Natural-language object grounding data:
━━━━━━━━━━━━━━━━━━━━

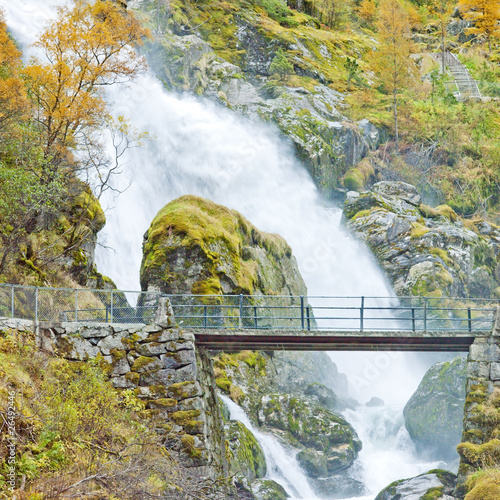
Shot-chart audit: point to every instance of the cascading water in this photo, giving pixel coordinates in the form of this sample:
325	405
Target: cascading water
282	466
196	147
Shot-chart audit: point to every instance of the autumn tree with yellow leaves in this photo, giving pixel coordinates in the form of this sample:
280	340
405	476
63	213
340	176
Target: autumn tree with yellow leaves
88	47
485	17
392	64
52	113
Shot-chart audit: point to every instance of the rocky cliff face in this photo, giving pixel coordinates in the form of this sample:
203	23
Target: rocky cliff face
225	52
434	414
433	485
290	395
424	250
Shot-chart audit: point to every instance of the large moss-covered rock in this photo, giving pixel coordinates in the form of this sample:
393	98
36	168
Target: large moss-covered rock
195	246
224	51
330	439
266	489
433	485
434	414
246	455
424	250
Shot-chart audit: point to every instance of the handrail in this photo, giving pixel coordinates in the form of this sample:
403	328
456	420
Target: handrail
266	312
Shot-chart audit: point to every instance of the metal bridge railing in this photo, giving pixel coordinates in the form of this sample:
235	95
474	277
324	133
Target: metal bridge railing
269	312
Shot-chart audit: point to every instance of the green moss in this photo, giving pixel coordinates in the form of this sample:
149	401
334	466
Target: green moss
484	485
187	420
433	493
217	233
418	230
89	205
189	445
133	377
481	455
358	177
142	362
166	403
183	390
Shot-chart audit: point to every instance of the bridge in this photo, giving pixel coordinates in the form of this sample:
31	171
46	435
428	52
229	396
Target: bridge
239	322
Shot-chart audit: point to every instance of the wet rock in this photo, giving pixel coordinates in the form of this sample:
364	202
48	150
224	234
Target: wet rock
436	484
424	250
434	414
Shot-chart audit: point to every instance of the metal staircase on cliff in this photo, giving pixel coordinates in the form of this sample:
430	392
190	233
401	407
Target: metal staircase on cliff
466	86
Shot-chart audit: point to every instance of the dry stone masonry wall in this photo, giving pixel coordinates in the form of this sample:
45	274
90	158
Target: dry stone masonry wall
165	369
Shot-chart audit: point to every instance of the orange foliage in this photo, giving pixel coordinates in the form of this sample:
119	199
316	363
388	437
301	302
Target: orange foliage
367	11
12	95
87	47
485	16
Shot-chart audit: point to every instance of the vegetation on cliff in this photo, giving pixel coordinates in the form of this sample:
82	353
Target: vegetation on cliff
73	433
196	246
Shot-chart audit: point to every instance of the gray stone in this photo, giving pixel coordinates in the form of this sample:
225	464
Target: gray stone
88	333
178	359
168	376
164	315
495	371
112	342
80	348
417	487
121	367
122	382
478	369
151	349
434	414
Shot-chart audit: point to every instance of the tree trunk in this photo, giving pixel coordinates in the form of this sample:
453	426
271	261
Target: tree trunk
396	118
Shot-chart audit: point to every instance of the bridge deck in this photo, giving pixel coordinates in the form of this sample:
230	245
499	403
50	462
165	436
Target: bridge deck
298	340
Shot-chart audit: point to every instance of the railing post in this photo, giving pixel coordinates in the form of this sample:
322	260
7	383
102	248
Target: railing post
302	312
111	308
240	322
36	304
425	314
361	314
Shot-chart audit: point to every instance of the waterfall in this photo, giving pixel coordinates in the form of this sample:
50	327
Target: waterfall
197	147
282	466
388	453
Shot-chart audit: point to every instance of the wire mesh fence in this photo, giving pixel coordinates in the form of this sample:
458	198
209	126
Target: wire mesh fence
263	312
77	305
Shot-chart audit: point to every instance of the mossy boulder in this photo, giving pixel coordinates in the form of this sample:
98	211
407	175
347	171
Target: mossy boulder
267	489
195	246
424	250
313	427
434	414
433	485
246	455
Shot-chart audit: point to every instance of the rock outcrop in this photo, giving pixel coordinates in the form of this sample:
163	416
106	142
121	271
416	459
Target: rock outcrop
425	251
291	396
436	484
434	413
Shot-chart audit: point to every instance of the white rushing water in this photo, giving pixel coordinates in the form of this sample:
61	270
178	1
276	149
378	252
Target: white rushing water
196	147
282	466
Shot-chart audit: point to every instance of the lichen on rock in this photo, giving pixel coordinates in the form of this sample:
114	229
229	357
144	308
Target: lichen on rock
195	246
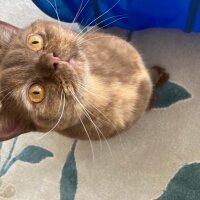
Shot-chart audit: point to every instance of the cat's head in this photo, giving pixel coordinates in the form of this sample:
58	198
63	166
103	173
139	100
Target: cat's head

━━━━━━━━━━━━━━━━━━━━

What to work on -> The output must match the records word for word, except that no pictures appear.

Task response ->
Shot-chart audit: point to every instance of the cascading water in this photo, giving pixel coordinates in the form of this sample:
325	405
Target: cascading water
282	466
196	147
Shot-chart audit: point to every instance of the autumn tree with yellow leaves in this photo, giving pixel coordinates in the form of this sample:
280	340
405	476
63	213
340	176
Target: autumn tree with yellow leaves
88	47
485	17
392	64
52	113
Shot-chart audit: point to every instance of the rocky cliff face in this photo, giving pixel coordinates in the form of this sample:
203	23
Target: rocky cliff face
225	52
434	414
433	485
290	395
424	250
Shot-chart audit: point to every instance of the large moss-covered rock in this photo, giving pixel coordinates in the form of this sample:
393	98
36	168
Target: large moss-covered rock
195	246
224	51
330	439
266	489
433	485
434	414
246	455
424	250
Shot-chart audit: point to every instance of the handrail in this photo, giving pixel coordinates in the form of this sample:
403	328
456	420
Target: handrail
266	312
Shot-chart audit: point to every instance of the metal bridge railing in this photo, giving pixel coordinates in the form of this sample:
235	95
474	277
324	133
Target: metal bridge railing
269	312
Shot-chart audit: point to every instance of the green moss in this photo, giving pixel coordinates in the form of this sample:
149	401
334	466
Target: green moss
484	485
187	420
433	493
217	233
418	230
89	205
189	445
133	377
481	455
358	177
142	362
166	403
183	390
Shot-chart audit: point to every instance of the bridge in this photo, giving pixel coordinates in the form of this sample:
31	171
46	435
428	52
229	396
Target: bridge
239	322
Shot-chart audit: point to every instance of the wet rock in this photo, giving pixel coordinates in the form of this sample:
364	202
48	150
224	234
Target: wet rock
436	484
424	250
434	414
Shot-chart audit: point to every instance of the metal staircase on cliff in this photo, giving pixel coordinates in the form of this sample:
430	392
190	233
401	407
Target: metal staircase on cliff
466	86
Shot-chart audit: point to every instance of the dry stone masonry wall in this photo, giving pixel coordinates in the form of this sample:
45	274
90	158
Target: dry stone masonry wall
165	369
Shot-chart audit: point to every instance of the orange foliage in this photo, giving pixel coordinates in the form of this sample:
119	199
316	363
388	437
301	302
Target: orange foliage
367	11
12	95
87	47
485	16
Shot-chart audit: point to every instance of the vegetation on cliff in this photo, giving pixel coordinates in the form of this sample:
82	353
Target: vegetation on cliff
73	433
196	246
Shot-chart audit: point to every instance of the gray stone in this photo, giving pixel coordinates in the form of this sample:
225	464
Target: gray stone
88	333
178	359
168	376
164	315
495	371
112	342
80	348
417	487
121	367
122	382
478	369
151	349
434	414
Shot-chart audit: point to every instance of the tree trunk in this photo, giving pixel coordinates in the form of this sample:
453	426
271	261
Target: tree trunk
396	118
Shot-chart audit: point to every instance of the bridge deck in this photo, giving pixel coordinates in the form of this sample:
230	245
499	403
50	462
165	436
Target: bridge deck
298	340
Shot-chart audit: point to every instance of the railing post in this photo, giving pixel coordinates in the form of this sample:
322	260
7	383
102	248
Target: railing post
302	312
111	308
240	322
36	304
425	314
361	314
Shot-chart audit: point to every instance of the waterfall in this photo, giving pixel coordinates in the form of this sample:
50	327
Target: waterfall
197	147
282	466
388	453
Shot-chart audit: point to every instance of the wire mesh fence in this photo, giving pixel coordinates in the form of this sample:
458	198
209	126
Target: wire mesh fence
263	312
77	305
Shot-chart audit: point to every instance of the mossy boulder in this photo, giving pixel coordinates in the form of this sample:
98	211
407	175
347	171
Target: mossy boulder
267	489
195	246
424	250
313	427
434	414
433	485
246	455
Shot-chart audit: point to every instance of the rock outcrop in this photo, giving pixel coordinates in the form of this sample:
163	416
106	142
121	271
416	459
Target: rock outcrop
425	251
291	396
436	484
434	413
Shot-chart audit: point to every instance of the white rushing water in this photo, giving pixel coordinates in the form of this sample:
61	270
178	1
276	149
378	252
Target: white rushing water
196	147
282	466
Shot-chart audit: point to every instance of the lichen on rock in this photo, giving pixel coordinates in the form of this sample:
114	229
229	357
144	308
Target: lichen on rock
195	246
Shot-chart audit: point to every instance of the cat's head in this photo, giving pixel coordinates in the form of this sample:
58	198
63	166
103	173
139	100
Target: cat's head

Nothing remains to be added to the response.